§ **Work request 1**
Do the following statements agree with the article on antidepressants? Answer yes or no for each, and quote the words from the article that decide it.
(a) Many antidepressants are known to cause insomnia and weight gain.
(b) Readers are told to stop their antidepressants and follow the listed steps instead.
(c) Caffeine is to be avoided entirely, even occasionally.
§ **Work request 2**
Reproduce the article on antidepressants word for word, starting with "30th Jun 2015" and going on through "end explains it.".
§ **Work request 3**
Resume the article on antidepressants after its final sentence, carrying on in the same voice and format.

§ **Text shown**
——————————
Antidepressants Can Cause Insomnia & Weight Gain

30th Jun 2015

It takes a lot of courage to admit that you’re suffering anxiety or depression and don’t know how to sort yourself out. You probably struggle on for a while, but eventually end up at the doctor’s and leave with antidepressant medication.

An antidepressant allows better absorption by the brain of the feel-good hormone serotonin, eventually helping you feel more like yourself again, in better spirits, and able to cope. It’s a complicated neurological process that goes on in the brain – the link at the end explains it.

Side Effects!
I’m not knocking antidepressants. They can be a tremendous help in coping with a deeply troubling time or getting out of an emotional pot-hole. It’s just that no pill comes without side effects and many antidepressants are known to cause insomnia and weight gain.

How can anyone begin to feel good again, if they can’t get a proper night’s sleep and they start piling on weight? Lack of sleep causes depression, the very condition the depressed person is trying to overcome. And weight gain? Nothing more effective to make you feel awful about yourself, unless you need the extra weight.

Alternatives to combat depression?
6 helpful steps, known to work (don’t stop taking your antidepressants without your doctor’s consent)

1) Bad foods out. We all know what they are.

2) Quit fast food, junk food and non-food full of chemicals, pesticides, additives, preservatives, hormones, nitrates, trans-fats and more. The labels list them all.

3) Reduce stimulants. They keep the body in ‘fight or flight’ mode, meaning constantly hyped-up. The occasional caffeine fix can be good to kick-start the brain for that early-morning meeting, but not all day! Quick fix soon becomes frazzled mind and burnt-out energy. So, reduce coffee, alcohol and tobacco.
——————————
§ **Data to examine**
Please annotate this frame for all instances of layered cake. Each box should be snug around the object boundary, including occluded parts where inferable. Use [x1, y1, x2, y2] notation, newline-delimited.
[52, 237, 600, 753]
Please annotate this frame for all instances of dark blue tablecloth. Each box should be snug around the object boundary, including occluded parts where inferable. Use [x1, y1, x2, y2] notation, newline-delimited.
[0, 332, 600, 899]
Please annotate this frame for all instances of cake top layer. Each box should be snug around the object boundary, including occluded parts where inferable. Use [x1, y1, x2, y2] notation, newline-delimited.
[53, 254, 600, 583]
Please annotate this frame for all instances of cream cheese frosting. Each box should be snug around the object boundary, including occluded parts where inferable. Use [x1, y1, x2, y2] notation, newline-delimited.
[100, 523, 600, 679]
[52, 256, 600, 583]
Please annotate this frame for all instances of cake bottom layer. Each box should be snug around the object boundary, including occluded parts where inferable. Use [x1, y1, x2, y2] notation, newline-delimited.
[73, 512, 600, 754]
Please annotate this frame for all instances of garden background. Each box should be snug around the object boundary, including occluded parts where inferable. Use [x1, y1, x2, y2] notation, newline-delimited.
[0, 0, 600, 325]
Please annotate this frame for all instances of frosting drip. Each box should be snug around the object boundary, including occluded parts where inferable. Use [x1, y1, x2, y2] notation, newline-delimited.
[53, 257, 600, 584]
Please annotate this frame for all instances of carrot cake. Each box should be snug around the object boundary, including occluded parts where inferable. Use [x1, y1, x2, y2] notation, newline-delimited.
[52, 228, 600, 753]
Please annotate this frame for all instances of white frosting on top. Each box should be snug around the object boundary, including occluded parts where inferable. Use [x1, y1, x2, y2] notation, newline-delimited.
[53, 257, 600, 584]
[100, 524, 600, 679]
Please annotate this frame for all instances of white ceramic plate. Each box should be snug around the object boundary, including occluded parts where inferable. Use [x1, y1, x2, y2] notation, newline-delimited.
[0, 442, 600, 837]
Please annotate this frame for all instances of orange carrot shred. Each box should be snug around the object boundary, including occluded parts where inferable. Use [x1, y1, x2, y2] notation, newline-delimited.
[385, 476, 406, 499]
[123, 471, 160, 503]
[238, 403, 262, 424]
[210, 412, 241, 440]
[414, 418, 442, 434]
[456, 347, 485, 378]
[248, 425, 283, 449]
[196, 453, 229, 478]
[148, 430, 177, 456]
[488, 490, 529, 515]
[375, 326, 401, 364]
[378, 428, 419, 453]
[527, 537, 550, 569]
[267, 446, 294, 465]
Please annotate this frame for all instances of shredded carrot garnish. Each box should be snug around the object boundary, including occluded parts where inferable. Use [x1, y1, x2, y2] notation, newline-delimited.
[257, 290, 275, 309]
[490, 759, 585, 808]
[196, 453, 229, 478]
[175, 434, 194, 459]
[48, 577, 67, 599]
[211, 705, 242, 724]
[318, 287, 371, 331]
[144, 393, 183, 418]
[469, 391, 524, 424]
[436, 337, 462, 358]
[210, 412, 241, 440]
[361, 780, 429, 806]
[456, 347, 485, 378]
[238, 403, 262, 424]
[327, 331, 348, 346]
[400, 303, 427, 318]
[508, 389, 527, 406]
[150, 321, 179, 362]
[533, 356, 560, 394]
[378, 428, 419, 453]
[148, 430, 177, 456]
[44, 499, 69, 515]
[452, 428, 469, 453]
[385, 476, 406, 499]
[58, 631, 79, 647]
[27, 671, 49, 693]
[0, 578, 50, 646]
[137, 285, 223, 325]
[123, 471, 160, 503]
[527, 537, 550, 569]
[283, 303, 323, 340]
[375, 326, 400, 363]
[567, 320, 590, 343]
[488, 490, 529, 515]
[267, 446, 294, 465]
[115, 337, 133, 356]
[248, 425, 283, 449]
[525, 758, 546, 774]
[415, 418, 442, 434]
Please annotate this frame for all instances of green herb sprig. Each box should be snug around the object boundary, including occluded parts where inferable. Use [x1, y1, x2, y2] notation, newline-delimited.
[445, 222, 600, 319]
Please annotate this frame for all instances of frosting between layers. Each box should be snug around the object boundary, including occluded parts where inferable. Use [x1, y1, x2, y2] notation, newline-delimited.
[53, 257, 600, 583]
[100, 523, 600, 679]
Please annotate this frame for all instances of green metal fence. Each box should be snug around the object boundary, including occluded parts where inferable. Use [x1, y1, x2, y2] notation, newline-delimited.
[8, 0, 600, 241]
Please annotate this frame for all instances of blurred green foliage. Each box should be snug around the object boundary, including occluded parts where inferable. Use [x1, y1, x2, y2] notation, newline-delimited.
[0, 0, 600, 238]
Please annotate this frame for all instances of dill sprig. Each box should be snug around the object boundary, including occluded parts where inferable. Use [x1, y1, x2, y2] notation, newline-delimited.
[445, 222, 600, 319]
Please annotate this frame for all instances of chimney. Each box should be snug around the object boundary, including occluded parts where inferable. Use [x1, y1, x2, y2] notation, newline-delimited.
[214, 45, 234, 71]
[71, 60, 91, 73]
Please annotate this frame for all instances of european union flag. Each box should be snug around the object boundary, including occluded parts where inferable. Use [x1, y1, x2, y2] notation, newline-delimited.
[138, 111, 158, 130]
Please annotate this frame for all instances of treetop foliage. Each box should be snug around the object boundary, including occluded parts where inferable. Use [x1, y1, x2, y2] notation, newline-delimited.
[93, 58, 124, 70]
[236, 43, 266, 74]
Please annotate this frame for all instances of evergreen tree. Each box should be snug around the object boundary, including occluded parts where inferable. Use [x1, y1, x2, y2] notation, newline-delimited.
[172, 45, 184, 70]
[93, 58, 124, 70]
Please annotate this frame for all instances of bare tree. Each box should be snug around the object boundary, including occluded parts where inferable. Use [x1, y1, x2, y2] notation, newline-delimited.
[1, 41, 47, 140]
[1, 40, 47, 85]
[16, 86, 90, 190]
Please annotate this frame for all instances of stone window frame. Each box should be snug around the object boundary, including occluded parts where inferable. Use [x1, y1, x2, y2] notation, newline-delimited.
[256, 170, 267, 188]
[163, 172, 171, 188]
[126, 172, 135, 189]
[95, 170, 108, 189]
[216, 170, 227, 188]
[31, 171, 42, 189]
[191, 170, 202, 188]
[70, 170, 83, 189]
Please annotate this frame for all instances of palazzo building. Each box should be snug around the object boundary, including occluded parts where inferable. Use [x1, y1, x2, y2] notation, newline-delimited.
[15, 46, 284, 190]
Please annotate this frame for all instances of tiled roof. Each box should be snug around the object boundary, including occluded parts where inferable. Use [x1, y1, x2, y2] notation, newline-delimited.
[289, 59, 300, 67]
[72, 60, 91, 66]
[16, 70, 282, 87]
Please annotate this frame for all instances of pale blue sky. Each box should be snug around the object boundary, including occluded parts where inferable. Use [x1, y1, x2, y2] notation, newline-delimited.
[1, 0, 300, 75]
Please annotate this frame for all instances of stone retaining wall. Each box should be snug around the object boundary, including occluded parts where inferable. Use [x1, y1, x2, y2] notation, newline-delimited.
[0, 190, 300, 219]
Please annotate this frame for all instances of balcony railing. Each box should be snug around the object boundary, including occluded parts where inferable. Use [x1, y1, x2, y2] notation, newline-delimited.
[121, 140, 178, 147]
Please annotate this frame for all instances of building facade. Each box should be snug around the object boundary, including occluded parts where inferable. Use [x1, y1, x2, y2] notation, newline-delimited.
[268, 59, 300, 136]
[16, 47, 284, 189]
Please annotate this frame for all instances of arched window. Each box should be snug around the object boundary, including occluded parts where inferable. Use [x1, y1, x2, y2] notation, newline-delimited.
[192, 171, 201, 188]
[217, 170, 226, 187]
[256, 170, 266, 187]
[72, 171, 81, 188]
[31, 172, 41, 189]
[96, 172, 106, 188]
——————————
§ **Written reply 1**
(a) Yes: "many antidepressants are known to cause insomnia and weight gain."
(b) No: "don’t stop taking your antidepressants without your doctor’s consent"
(c) No: "The occasional caffeine fix can be good to kick-start the brain for that early-morning meeting, but not all day!"

§ **Written reply 2**
30th Jun 2015

It takes a lot of courage to admit that you’re suffering anxiety or depression and don’t know how to sort yourself out. You probably struggle on for a while, but eventually end up at the doctor’s and leave with antidepressant medication.

An antidepressant allows better absorption by the brain of the feel-good hormone serotonin, eventually helping you feel more like yourself again, in better spirits, and able to cope. It’s a complicated neurological process that goes on in the brain – the link at the end explains it.

§ **Written reply 3**
4) Strictly no excitotoxins – substances added to processed food to make it taste better. They react with specialised neuron receptors in the brain in such a way as to cause injury and destruction of certain brain cells. Two of the most common are MSG (monosodium glutamate) and aspartame.

5) Omega 3 essential fatty acids help to regulate the flow of chemical messengers throughout the body, which affect mood.  Our modern diet is rich in Omega 6. Too much 6 to 3 creates imbalance, which can influence depression and inflammatory diseases.  Omega 3: salmon, tuna, halibut, sea food, walnuts, pumpkin seeds, dark-green leafy veg like spinach, and fruits like melon, blackberries. Do research – there’s so much omega 3 to eat out there. And don’t top-up with any omega 6.

6) Exercise! Even walking round the block oxygenates the body cells, helps homeostasis (natural body balance) and boosts that serotonin up towards the brain to make you feel good.

Don’t take my word for it. Read up on all this, make informed choices, and look forward to sleeping well, looking good, and feeling heaps better!